**What you have to do:** Render the items below as a JSON list of strings, one string per line, omitting blank lines. Start with the line that contains "on the scattered" and include every line through the end of the items.

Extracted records
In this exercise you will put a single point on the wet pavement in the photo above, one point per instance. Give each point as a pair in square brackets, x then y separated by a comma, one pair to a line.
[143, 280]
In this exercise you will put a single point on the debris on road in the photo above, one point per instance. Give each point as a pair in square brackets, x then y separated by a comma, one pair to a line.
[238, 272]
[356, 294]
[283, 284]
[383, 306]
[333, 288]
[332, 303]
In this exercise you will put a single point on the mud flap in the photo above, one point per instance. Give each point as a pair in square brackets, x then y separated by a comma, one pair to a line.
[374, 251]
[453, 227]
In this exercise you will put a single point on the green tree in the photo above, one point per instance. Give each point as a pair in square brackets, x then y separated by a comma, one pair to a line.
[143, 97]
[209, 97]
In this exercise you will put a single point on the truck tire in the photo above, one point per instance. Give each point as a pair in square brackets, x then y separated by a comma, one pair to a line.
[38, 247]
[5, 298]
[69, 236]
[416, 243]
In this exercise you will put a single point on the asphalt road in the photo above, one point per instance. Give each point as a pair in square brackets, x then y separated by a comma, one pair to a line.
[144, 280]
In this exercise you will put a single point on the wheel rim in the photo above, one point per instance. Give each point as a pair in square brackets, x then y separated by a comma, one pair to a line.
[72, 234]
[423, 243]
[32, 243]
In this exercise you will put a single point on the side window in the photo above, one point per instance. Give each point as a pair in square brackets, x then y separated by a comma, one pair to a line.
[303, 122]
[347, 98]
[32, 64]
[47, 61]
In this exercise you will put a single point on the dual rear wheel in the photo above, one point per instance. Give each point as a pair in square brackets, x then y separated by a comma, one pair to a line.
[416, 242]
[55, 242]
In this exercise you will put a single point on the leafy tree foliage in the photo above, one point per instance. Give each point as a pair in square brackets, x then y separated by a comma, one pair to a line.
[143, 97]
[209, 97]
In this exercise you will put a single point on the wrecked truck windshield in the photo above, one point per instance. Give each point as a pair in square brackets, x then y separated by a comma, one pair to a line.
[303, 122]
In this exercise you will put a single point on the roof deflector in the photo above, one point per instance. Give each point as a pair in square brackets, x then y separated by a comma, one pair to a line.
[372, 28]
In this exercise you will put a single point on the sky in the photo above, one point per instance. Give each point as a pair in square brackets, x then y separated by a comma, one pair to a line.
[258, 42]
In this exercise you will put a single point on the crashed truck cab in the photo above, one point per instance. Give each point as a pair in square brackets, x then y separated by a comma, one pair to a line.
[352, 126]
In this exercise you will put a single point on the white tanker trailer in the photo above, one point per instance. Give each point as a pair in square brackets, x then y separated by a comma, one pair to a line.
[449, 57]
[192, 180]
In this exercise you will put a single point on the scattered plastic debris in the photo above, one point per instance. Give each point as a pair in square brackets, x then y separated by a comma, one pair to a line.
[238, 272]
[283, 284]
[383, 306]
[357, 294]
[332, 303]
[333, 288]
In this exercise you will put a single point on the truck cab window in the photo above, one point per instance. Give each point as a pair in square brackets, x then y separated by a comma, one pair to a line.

**Answer to this exercise:**
[
  "In this exercise you will put a single point on the scattered plastic debris in the photo above, one point per instance. Give each point as a pair in square brackets, x then y separated by a comma, one pair to a line.",
  "[238, 272]",
  "[283, 284]",
  "[383, 306]",
  "[357, 294]",
  "[332, 303]",
  "[333, 288]",
  "In this exercise you will put a single point on the truck cab window in the photo above, one point per instance. Give each point as a pair in square brackets, x then y separated by a comma, one pair to a line."
]